**Instruction A:** Turn the records into a numbered list, leaving out blank lines. Start at the line that contains "the tin can" and go through the last line of the records.

**Given passage:**
====
The Group's subsidiary in Japan was set up in 2002 to manage both local productions of wafers from ingots/blocks shipped from the UK and wafer sales to end-customers. At that time Japan was the major manufacturing centre for the global solar cell industry with several leading PV companies based there. Japan also provided a thriving sub-contract wafering industry and the majority of the Group's total wafer output throughout the last decade was produced in Japan.

Japan remained the Group's major geographical market until 2013 but by the end of 2013 the Group no longer had an active customer base in Japan as PV companies there were increasingly outsourcing cell production to China and Taiwan. The Group maintained wafering operations in Japan but wafers were instead supplied to customers in Asia. Production was eventually suspended during 2015. As a consequence of these changes the Group decided to wind up its Tokyo based subsidiary at the end of 2015.

Polysilicon Contracts

In common with most PV companies the Group has been burdened by long term polysilicon purchase contracts with prices considerably in excess of market prices. The Group has enjoyed good support from its two suppliers and has been able to negotiate adjustments to contract pricing.

The Group has now concluded its obligations under the largest contract and took delivery of the final shipment of polysilicon under that contract in December 2015. Annual volumes under the remaining contract are significantly lower and are consistent with current production volumes. Shipments are now scheduled to continue until late 2018.

Wafer supply contracts

The Group has a significant outstanding long term sales contract with one of the world's leading PV companies which has failed to purchase wafers in line with its obligations since 2013. The supply contract was signed in 2008 and related to wafer shipments over a seven year period with prices which reflected market prices at that time and which are considerably above current levels. Despite extensive negotiations it has not been possible to reach a mutually acceptable agreement and a request for arbitration was filed in March 2015 with the International Court of Arbitration of the International Chamber of Commerce. The evidentiary hearing of the arbitral tribunal is now scheduled to take place in Frankfurt in July 2016.

One other wafer supply contract remains with a customer which entered insolvency and where shipments stopped in 2012. Claims had been registered with the administrator and a small settlement had been expected before the end of 2015 but should now be received during 2016.

Revenues

Wafer shipments in 2015 of 203MW (2014:211MW) were broadly in line with those in the previous year despite the suspension of wafering in Japan. Monthly production output in Germany during H1 2015 was 43% higher than the average run rate during 2014 and was increased by a further 25% during H2. Shipments were further boosted by running down wafer inventory.

The Group's wafer customers are in Taiwan, which has the largest cell manufacturing base outside China, and in Europe where a few companies have survived the shakeout in recent years. Our wafers are particularly valued for use in modules for the French PV market where incentives in the form of higher feed in tariffs are offered when two out of the three parts of the manufacturing process (wafer/cell/module) are carried out in the EU. In December 2015 the French government announced the results of its CR3 tender which will replace the current scheme and awarded 800MW of PV projects which must be completed within a two year period. The carbon footprint of the complete module is a critically important factor for these projects. Accordingly, the Group expects to maintain its competitive position as the low carbon footprint of our wafers is more favourable than product from competitors based in China and Taiwan.
====
**Instruction B:** According to the wafer business report, where and when is the arbitral tribunal's evidentiary hearing scheduled to take place?
====
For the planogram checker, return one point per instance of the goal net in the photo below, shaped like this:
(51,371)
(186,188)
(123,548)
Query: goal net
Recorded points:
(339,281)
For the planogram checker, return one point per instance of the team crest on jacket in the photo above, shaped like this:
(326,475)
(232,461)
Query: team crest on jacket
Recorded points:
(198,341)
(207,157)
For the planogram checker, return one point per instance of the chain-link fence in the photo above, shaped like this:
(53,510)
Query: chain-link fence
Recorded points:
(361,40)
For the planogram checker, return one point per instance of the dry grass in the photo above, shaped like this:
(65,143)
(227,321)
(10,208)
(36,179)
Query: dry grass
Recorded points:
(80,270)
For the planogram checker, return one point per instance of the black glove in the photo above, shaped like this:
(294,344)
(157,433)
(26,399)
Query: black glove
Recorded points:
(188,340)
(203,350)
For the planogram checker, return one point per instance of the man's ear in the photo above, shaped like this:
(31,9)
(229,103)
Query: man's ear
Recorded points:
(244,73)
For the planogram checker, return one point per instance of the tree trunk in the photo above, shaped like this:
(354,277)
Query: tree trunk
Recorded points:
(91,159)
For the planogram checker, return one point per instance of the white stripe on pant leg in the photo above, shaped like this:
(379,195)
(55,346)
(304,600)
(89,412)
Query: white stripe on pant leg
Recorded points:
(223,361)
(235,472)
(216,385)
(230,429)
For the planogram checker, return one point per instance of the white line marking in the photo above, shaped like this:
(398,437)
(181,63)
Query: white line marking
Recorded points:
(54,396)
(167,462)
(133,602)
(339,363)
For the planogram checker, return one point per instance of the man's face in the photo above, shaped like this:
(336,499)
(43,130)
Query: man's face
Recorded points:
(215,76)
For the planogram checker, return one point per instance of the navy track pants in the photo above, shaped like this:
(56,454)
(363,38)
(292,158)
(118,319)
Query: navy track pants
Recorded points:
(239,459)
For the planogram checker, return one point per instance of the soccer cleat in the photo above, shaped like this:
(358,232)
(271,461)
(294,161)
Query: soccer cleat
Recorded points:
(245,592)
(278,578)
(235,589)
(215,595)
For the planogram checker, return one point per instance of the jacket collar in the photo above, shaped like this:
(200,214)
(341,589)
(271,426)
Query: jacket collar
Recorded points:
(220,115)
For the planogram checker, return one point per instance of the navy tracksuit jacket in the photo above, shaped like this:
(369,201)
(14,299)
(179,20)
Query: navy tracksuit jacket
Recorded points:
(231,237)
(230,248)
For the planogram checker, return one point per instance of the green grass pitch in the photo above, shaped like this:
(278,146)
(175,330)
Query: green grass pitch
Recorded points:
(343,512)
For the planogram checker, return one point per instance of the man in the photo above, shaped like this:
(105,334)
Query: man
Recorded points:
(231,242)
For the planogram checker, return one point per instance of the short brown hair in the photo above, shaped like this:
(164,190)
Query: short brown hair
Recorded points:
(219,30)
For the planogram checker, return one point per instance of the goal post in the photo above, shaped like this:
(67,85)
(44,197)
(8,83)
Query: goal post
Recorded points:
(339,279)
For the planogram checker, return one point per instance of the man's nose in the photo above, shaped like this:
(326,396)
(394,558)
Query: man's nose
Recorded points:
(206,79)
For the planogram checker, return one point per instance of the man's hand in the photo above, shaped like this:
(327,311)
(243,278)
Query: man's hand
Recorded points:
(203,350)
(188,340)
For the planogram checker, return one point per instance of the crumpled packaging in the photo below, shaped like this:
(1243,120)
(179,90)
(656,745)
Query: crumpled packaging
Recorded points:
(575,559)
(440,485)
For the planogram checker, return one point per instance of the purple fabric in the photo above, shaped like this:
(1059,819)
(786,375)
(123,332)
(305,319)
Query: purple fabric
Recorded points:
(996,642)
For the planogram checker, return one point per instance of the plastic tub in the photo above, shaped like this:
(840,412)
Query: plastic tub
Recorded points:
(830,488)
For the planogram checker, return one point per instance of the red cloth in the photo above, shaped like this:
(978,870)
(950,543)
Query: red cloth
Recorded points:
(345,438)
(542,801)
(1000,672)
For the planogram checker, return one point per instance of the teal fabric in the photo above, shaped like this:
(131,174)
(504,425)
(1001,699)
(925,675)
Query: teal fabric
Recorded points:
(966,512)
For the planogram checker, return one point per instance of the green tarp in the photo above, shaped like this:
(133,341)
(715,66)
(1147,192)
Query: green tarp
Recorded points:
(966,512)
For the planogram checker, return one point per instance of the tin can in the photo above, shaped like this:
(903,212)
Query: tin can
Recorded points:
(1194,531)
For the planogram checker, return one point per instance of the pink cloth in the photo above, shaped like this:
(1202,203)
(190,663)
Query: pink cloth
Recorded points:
====
**Written response A:**
1. For the planogram checker, return one point per instance of the tin can in the photo above, shaped like this:
2. (903,212)
3. Query: tin can
4. Recorded points:
5. (1194,531)
6. For the planogram checker, return one point per instance of the pink cloth in the photo above, shaped like this:
7. (1202,203)
8. (190,663)
9. Query: pink cloth
10. Recorded points:

**Written response B:** In Frankfurt in July 2016.